<<<<
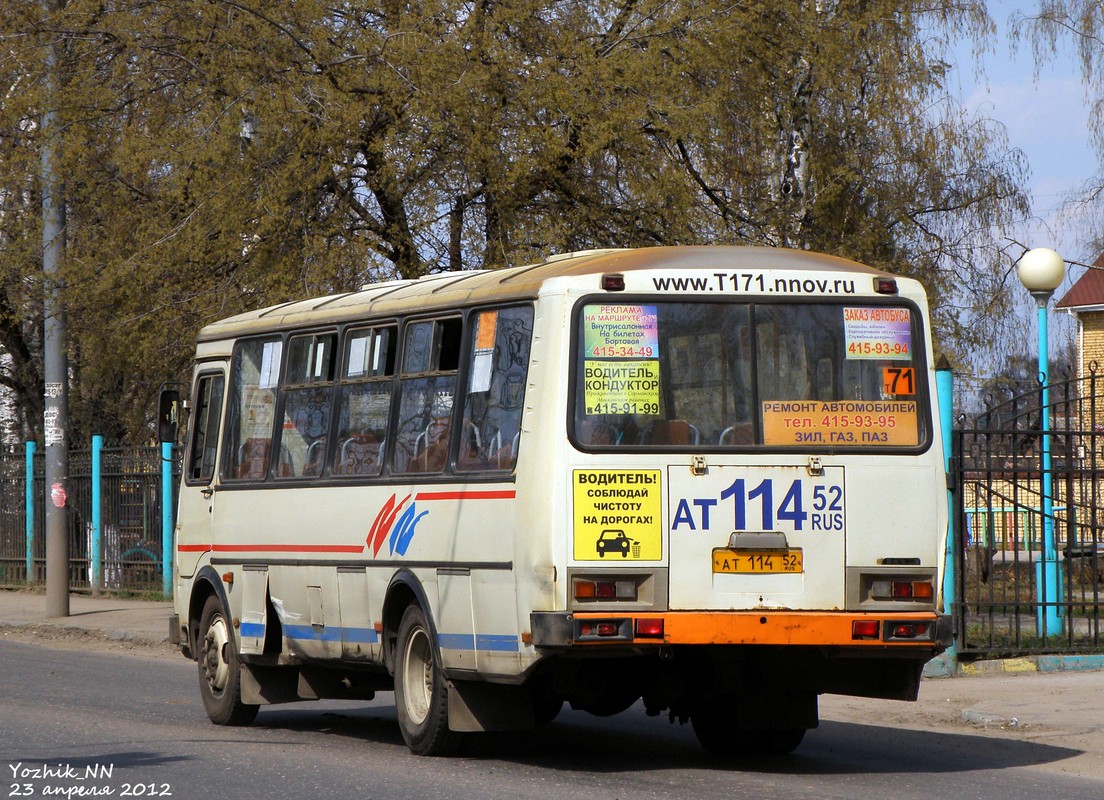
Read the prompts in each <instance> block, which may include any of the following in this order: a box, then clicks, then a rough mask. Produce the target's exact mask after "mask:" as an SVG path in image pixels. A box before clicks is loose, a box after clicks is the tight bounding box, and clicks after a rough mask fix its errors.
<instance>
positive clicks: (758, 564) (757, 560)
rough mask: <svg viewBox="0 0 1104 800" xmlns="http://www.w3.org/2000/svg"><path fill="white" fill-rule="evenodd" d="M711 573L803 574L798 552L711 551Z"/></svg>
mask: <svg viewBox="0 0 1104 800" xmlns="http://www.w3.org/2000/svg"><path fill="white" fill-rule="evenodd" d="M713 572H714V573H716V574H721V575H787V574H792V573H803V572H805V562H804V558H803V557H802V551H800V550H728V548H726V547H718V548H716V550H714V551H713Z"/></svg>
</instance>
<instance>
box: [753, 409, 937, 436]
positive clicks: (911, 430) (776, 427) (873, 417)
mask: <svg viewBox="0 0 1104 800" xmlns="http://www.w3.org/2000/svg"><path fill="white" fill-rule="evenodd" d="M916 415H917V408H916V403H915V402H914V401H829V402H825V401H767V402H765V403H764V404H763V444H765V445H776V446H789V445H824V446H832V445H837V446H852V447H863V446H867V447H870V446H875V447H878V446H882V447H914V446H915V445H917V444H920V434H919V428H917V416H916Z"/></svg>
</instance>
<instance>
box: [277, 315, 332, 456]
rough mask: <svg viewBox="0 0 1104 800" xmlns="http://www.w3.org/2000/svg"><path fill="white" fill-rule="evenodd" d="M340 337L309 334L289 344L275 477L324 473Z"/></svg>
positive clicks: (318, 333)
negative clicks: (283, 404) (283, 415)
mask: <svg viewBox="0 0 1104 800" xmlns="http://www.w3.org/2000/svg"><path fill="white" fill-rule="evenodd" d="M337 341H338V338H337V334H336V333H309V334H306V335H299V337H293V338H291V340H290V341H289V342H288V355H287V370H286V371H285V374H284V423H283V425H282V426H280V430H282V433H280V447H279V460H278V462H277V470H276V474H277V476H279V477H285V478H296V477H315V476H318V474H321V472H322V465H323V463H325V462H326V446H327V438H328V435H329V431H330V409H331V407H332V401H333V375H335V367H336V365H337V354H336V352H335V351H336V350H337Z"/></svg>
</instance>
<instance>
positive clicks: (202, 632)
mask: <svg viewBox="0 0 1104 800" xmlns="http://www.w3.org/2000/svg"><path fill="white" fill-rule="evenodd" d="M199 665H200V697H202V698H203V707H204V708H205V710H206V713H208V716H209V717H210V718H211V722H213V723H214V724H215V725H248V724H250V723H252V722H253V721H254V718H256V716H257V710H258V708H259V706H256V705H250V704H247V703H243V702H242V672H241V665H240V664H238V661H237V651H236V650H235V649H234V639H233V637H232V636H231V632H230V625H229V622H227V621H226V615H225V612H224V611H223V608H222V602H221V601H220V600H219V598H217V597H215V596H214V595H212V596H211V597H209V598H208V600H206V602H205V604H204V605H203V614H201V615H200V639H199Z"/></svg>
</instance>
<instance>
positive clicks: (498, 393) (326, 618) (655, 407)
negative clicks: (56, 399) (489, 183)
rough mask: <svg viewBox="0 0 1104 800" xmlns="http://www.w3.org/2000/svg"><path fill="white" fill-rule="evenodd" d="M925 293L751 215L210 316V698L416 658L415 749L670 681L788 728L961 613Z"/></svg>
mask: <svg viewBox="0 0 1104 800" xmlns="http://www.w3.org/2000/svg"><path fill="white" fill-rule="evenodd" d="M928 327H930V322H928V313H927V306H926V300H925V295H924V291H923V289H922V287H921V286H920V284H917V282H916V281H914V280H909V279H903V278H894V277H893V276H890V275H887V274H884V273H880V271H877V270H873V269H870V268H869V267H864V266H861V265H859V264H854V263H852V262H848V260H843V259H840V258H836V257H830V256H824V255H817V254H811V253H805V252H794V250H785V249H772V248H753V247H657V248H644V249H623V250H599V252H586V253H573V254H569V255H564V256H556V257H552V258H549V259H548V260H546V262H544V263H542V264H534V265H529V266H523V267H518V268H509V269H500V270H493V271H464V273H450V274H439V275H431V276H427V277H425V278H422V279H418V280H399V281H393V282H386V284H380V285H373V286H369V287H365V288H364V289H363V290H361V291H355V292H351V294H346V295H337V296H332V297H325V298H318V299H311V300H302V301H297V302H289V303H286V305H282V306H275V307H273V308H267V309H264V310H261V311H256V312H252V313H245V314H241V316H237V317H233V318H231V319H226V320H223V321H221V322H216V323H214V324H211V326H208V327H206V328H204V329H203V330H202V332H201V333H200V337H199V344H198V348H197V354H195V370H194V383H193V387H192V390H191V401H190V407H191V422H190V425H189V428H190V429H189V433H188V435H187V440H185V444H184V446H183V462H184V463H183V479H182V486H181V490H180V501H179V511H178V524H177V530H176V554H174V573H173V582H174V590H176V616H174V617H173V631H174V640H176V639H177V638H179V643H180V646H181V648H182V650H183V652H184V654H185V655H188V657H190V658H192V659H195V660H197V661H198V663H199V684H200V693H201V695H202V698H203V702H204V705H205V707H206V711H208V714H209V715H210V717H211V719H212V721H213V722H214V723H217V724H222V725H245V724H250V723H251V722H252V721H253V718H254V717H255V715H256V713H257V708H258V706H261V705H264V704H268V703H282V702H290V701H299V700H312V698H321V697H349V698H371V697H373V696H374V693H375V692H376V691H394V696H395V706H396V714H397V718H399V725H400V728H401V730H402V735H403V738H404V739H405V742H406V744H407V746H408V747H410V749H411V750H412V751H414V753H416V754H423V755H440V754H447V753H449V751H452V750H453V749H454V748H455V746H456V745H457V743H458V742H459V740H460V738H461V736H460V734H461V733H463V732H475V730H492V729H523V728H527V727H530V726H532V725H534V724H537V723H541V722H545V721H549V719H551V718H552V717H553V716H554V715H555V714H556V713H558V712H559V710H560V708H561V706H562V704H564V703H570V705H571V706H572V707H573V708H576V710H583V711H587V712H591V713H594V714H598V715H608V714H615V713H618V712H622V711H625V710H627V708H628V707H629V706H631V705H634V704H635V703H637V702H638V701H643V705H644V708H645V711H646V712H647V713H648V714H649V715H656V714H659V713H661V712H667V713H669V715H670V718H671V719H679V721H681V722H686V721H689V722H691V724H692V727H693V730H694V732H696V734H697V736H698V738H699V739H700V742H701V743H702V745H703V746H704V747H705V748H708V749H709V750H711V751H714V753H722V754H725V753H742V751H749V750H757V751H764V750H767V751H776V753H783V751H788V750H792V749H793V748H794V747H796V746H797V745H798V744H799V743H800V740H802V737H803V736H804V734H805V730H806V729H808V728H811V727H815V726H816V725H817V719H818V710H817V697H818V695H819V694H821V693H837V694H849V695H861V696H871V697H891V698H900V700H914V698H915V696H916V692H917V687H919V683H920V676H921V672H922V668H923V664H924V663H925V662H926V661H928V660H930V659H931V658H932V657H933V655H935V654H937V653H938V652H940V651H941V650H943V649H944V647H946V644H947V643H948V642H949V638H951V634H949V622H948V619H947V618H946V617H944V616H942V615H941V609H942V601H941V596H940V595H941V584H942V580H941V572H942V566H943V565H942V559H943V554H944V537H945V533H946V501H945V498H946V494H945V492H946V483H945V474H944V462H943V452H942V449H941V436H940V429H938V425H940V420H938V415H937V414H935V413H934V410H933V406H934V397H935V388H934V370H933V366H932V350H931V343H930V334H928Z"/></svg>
>>>>
<<<<
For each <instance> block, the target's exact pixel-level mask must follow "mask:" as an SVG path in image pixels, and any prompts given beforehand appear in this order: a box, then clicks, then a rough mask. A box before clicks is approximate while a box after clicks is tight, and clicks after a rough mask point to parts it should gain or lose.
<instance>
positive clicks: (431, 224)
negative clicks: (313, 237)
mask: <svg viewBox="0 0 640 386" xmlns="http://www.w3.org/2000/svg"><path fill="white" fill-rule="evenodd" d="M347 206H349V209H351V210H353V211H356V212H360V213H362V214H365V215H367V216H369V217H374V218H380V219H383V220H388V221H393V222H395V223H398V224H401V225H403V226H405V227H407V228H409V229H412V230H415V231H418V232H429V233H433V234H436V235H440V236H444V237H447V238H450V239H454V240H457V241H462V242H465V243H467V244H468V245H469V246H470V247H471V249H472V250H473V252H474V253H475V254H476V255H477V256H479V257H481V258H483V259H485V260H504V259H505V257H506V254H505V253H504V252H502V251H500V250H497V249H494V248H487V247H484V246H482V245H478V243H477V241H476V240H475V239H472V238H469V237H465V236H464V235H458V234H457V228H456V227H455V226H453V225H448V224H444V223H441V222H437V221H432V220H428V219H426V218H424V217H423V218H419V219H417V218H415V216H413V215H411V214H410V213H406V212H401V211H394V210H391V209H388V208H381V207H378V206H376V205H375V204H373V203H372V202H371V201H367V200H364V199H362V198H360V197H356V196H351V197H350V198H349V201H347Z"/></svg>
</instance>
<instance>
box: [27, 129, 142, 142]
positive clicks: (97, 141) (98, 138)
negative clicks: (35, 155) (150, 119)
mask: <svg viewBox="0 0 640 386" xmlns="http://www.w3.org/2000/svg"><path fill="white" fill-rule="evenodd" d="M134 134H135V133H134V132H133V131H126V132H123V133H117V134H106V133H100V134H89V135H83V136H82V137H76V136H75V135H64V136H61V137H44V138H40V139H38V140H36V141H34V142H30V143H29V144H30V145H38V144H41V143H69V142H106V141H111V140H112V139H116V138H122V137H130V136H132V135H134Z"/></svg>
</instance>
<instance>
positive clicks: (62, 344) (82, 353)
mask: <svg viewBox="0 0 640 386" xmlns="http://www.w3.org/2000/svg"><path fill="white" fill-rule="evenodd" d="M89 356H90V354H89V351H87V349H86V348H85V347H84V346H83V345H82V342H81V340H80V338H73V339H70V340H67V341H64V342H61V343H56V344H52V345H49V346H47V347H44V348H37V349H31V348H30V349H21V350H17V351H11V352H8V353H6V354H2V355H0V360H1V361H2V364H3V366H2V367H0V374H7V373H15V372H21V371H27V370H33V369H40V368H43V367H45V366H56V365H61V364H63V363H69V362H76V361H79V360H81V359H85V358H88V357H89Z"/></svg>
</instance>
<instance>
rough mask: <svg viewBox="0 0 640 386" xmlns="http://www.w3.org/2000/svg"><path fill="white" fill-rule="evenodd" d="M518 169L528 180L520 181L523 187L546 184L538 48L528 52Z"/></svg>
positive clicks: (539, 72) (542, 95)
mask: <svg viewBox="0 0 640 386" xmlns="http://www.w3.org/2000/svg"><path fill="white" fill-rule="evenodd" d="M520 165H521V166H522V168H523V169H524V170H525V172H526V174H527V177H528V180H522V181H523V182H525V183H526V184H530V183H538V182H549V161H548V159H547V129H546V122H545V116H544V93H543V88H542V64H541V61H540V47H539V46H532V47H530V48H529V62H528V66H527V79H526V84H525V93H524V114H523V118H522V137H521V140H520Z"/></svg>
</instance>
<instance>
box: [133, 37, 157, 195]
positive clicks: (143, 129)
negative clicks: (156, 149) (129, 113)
>>>>
= EXERCISE DIRECTIONS =
When a line in the material contains the string "target", copy that line.

= ANSWER FOR THE TASK =
Read the prompts in each <instance> block, which may include any of the following in this order: a box, then clicks, then a rough mask. Produce the target's exact mask after "mask:" as an SVG path in image pixels. A box before clicks is loose, a box after clicks is the tight bounding box, and clicks after a rough mask fix its errors.
For each <instance> block, the target's exact pixel-level mask must follow "mask:" as an SVG path in image pixels, and any prompts given beforehand appear in this order: a box, then clicks, then a rough mask. A box before clicks is approximate while a box after clicks is tight, and clicks after a rough mask point to parts it should gain or lose.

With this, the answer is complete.